PETIT EXERCICE:
Présentez ces lignes sous forme de tableau Markdown à deux colonnes, « Numéro » pour le rang de chaque ligne et « Contenu » pour son texte, en omettant les lignes vides.

DONNÉES BRUTES:
::::::::::
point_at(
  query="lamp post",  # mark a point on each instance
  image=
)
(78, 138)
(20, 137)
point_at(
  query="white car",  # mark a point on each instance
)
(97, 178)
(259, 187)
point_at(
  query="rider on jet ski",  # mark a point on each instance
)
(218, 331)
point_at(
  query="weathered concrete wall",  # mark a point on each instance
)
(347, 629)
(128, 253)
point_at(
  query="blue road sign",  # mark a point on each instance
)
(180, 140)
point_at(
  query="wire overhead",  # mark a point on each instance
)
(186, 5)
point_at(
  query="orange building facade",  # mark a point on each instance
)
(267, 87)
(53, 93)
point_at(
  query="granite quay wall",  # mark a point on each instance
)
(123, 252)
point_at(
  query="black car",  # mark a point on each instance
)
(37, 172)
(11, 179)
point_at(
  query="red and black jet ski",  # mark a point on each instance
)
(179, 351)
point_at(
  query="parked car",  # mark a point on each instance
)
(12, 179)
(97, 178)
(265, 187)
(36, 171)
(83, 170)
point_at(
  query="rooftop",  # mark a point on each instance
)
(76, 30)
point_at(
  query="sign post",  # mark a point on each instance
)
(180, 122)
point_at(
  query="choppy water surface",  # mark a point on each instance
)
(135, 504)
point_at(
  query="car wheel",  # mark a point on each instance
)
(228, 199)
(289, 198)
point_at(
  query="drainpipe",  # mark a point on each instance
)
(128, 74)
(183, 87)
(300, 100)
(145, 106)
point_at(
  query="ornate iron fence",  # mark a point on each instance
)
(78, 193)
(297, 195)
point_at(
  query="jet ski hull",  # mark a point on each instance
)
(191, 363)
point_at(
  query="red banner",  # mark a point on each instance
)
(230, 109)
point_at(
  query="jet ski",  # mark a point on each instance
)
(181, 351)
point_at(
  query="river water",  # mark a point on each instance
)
::::::::::
CORRIGÉ:
| Numéro | Contenu |
|---|---|
| 1 | point_at( |
| 2 |   query="lamp post",  # mark a point on each instance |
| 3 |   image= |
| 4 | ) |
| 5 | (78, 138) |
| 6 | (20, 137) |
| 7 | point_at( |
| 8 |   query="white car",  # mark a point on each instance |
| 9 | ) |
| 10 | (97, 178) |
| 11 | (259, 187) |
| 12 | point_at( |
| 13 |   query="rider on jet ski",  # mark a point on each instance |
| 14 | ) |
| 15 | (218, 331) |
| 16 | point_at( |
| 17 |   query="weathered concrete wall",  # mark a point on each instance |
| 18 | ) |
| 19 | (347, 629) |
| 20 | (128, 253) |
| 21 | point_at( |
| 22 |   query="blue road sign",  # mark a point on each instance |
| 23 | ) |
| 24 | (180, 140) |
| 25 | point_at( |
| 26 |   query="wire overhead",  # mark a point on each instance |
| 27 | ) |
| 28 | (186, 5) |
| 29 | point_at( |
| 30 |   query="orange building facade",  # mark a point on each instance |
| 31 | ) |
| 32 | (267, 87) |
| 33 | (53, 93) |
| 34 | point_at( |
| 35 |   query="granite quay wall",  # mark a point on each instance |
| 36 | ) |
| 37 | (123, 252) |
| 38 | point_at( |
| 39 |   query="black car",  # mark a point on each instance |
| 40 | ) |
| 41 | (37, 172) |
| 42 | (11, 179) |
| 43 | point_at( |
| 44 |   query="red and black jet ski",  # mark a point on each instance |
| 45 | ) |
| 46 | (179, 351) |
| 47 | point_at( |
| 48 |   query="parked car",  # mark a point on each instance |
| 49 | ) |
| 50 | (12, 179) |
| 51 | (97, 178) |
| 52 | (265, 187) |
| 53 | (36, 171) |
| 54 | (83, 170) |
| 55 | point_at( |
| 56 |   query="rooftop",  # mark a point on each instance |
| 57 | ) |
| 58 | (76, 30) |
| 59 | point_at( |
| 60 |   query="sign post",  # mark a point on each instance |
| 61 | ) |
| 62 | (180, 122) |
| 63 | point_at( |
| 64 |   query="choppy water surface",  # mark a point on each instance |
| 65 | ) |
| 66 | (135, 504) |
| 67 | point_at( |
| 68 |   query="car wheel",  # mark a point on each instance |
| 69 | ) |
| 70 | (228, 199) |
| 71 | (289, 198) |
| 72 | point_at( |
| 73 |   query="drainpipe",  # mark a point on each instance |
| 74 | ) |
| 75 | (128, 74) |
| 76 | (183, 87) |
| 77 | (300, 100) |
| 78 | (145, 106) |
| 79 | point_at( |
| 80 |   query="ornate iron fence",  # mark a point on each instance |
| 81 | ) |
| 82 | (78, 193) |
| 83 | (297, 195) |
| 84 | point_at( |
| 85 |   query="jet ski hull",  # mark a point on each instance |
| 86 | ) |
| 87 | (191, 363) |
| 88 | point_at( |
| 89 |   query="red banner",  # mark a point on each instance |
| 90 | ) |
| 91 | (230, 109) |
| 92 | point_at( |
| 93 |   query="jet ski",  # mark a point on each instance |
| 94 | ) |
| 95 | (181, 351) |
| 96 | point_at( |
| 97 |   query="river water",  # mark a point on each instance |
| 98 | ) |